:: WHAT NEEDS TO BE DONE ::
Rewrite the records below with "rough mask" renamed to "coarse mask" wherever it appears, leaving everything else unchanged.

(Collected data)

......

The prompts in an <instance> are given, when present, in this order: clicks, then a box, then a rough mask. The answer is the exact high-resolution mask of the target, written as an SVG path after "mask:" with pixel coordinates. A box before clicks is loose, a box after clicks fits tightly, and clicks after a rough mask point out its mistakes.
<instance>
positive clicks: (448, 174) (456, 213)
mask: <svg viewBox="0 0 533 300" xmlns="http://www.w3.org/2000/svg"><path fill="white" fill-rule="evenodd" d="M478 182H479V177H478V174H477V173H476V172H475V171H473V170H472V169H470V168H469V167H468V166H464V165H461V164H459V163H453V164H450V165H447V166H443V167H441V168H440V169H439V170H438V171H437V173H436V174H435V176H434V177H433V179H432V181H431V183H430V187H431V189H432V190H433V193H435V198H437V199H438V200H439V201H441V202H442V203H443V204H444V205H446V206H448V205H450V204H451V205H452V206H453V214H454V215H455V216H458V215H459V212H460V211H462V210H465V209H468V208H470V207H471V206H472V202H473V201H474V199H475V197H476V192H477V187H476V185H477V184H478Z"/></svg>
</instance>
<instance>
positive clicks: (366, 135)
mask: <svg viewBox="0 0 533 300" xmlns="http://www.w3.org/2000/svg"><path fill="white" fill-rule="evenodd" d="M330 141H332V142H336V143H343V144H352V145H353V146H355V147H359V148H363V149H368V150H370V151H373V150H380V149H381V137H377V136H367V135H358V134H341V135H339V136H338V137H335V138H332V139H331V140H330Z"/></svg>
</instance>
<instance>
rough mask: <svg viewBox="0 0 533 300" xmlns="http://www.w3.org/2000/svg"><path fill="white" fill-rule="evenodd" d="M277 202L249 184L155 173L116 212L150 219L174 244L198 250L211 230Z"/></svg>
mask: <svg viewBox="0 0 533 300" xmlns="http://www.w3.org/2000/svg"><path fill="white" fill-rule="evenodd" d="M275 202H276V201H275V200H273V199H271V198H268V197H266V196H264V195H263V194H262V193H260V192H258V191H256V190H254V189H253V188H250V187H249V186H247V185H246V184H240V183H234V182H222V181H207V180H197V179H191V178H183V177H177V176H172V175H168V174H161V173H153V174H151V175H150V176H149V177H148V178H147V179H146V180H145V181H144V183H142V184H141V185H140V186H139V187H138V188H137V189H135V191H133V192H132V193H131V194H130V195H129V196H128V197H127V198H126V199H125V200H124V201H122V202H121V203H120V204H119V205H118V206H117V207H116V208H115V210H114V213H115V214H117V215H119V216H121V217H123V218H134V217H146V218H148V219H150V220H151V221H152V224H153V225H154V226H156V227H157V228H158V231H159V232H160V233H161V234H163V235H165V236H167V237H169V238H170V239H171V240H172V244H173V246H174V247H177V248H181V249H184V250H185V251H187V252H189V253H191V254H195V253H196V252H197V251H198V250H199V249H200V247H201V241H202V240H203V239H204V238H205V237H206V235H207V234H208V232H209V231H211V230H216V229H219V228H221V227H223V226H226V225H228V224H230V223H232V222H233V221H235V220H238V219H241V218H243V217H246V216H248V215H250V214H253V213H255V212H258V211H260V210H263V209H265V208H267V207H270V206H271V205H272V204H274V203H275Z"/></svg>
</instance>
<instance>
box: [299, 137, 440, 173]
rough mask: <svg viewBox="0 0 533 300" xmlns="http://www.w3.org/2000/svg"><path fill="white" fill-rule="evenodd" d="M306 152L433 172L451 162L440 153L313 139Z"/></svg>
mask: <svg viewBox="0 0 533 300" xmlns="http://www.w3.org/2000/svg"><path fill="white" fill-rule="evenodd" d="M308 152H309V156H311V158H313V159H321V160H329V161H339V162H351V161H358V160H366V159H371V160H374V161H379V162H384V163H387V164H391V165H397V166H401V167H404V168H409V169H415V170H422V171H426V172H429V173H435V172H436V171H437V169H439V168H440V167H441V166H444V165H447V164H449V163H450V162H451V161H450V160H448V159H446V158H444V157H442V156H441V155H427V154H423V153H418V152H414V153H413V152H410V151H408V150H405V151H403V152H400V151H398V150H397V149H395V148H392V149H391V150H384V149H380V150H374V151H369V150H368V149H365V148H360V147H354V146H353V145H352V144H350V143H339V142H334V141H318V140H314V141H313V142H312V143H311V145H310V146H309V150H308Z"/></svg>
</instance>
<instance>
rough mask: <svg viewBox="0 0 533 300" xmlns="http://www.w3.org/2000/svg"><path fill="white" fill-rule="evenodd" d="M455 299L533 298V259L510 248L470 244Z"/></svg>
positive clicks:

......

:: RESPONSE TO THIS TASK ::
The prompts in an <instance> are given, when present, in this order: clicks, then a box, then a coarse mask. The answer is the exact high-resolution mask of the target, written as an SVG path after "mask:" with pixel coordinates. A box before clicks is loose, a box after clicks fits tightly, and clicks after a coarse mask point out its mistakes.
<instance>
positive clicks: (448, 174) (456, 213)
mask: <svg viewBox="0 0 533 300" xmlns="http://www.w3.org/2000/svg"><path fill="white" fill-rule="evenodd" d="M478 182H479V177H478V174H477V173H476V172H475V171H473V170H472V169H470V168H469V167H468V166H464V165H461V164H459V163H453V164H450V165H447V166H443V167H441V168H440V169H439V170H438V171H437V173H436V174H435V176H434V177H433V179H432V181H431V183H430V187H431V189H432V190H433V193H435V198H437V199H438V200H439V201H441V202H442V203H443V204H444V205H446V206H448V205H450V204H451V205H452V206H453V214H454V215H455V216H458V215H459V212H460V211H462V210H465V209H468V208H470V207H471V206H472V202H473V201H474V199H475V197H476V192H477V187H476V185H477V184H478Z"/></svg>
</instance>
<instance>
positive clicks: (366, 135)
mask: <svg viewBox="0 0 533 300" xmlns="http://www.w3.org/2000/svg"><path fill="white" fill-rule="evenodd" d="M330 141H332V142H336V143H343V144H352V145H353V146H355V147H359V148H363V149H368V150H370V151H373V150H380V149H381V137H377V136H367V135H358V134H341V135H339V136H338V137H335V138H332V139H331V140H330Z"/></svg>
</instance>
<instance>
coarse mask: <svg viewBox="0 0 533 300" xmlns="http://www.w3.org/2000/svg"><path fill="white" fill-rule="evenodd" d="M277 202L249 184L155 173L116 212L150 219L174 244L198 250L211 230Z"/></svg>
mask: <svg viewBox="0 0 533 300" xmlns="http://www.w3.org/2000/svg"><path fill="white" fill-rule="evenodd" d="M275 202H276V201H275V200H273V199H271V198H268V197H266V196H264V195H263V194H262V193H260V192H258V191H256V190H254V189H253V188H250V187H249V186H247V185H246V184H240V183H234V182H222V181H207V180H197V179H191V178H183V177H177V176H172V175H168V174H161V173H153V174H151V175H150V176H149V177H148V178H147V179H146V180H145V181H144V183H142V184H141V185H140V186H139V187H138V188H137V189H135V191H133V192H132V193H131V194H130V195H129V196H128V197H127V198H126V199H125V200H124V201H122V202H121V203H120V204H119V205H118V206H117V207H116V208H115V210H114V213H115V214H117V215H119V216H121V217H123V218H134V217H146V218H148V219H150V220H151V221H152V224H153V225H154V226H156V227H157V228H158V231H159V232H160V233H161V234H163V235H165V236H167V237H169V238H170V239H171V240H172V244H173V246H174V247H177V248H181V249H184V250H185V251H187V252H189V253H191V254H195V253H196V252H197V251H198V250H199V249H200V247H201V241H202V240H203V239H204V238H205V237H206V235H207V234H208V232H209V231H211V230H216V229H219V228H221V227H223V226H226V225H228V224H230V223H232V222H233V221H235V220H238V219H241V218H243V217H246V216H248V215H250V214H253V213H255V212H258V211H260V210H263V209H265V208H267V207H270V206H271V205H272V204H274V203H275Z"/></svg>
</instance>
<instance>
box: [299, 137, 440, 173]
coarse mask: <svg viewBox="0 0 533 300" xmlns="http://www.w3.org/2000/svg"><path fill="white" fill-rule="evenodd" d="M306 152L433 172L451 162L440 153L313 139Z"/></svg>
mask: <svg viewBox="0 0 533 300" xmlns="http://www.w3.org/2000/svg"><path fill="white" fill-rule="evenodd" d="M308 152H309V156H311V158H313V159H321V160H329V161H339V162H351V161H358V160H366V159H371V160H374V161H379V162H384V163H387V164H391V165H397V166H401V167H404V168H409V169H415V170H422V171H426V172H429V173H435V172H436V171H437V169H439V168H440V167H441V166H444V165H447V164H449V163H450V162H451V161H450V160H448V159H446V158H444V157H442V156H441V155H427V154H423V153H418V152H414V153H413V152H410V151H408V150H405V151H403V152H400V151H398V150H397V149H395V148H392V149H391V150H384V149H380V150H374V151H369V150H368V149H365V148H360V147H354V146H353V145H352V144H350V143H339V142H334V141H318V140H314V141H313V142H312V143H311V145H310V146H309V150H308Z"/></svg>
</instance>
<instance>
coarse mask: <svg viewBox="0 0 533 300" xmlns="http://www.w3.org/2000/svg"><path fill="white" fill-rule="evenodd" d="M455 299L533 298V259L510 248L470 244Z"/></svg>
positive clicks:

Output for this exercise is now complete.